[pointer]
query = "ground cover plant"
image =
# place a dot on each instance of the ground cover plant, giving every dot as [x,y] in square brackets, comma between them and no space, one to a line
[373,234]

**Directions for this task:** Reprint the entries above in full, exactly as they are.

**Written solution:**
[pointer]
query = "ground cover plant"
image =
# place a dot on each instance of the ground cover plant, giving every dot as [x,y] in square brackets, comma between them and no space, one to a line
[373,234]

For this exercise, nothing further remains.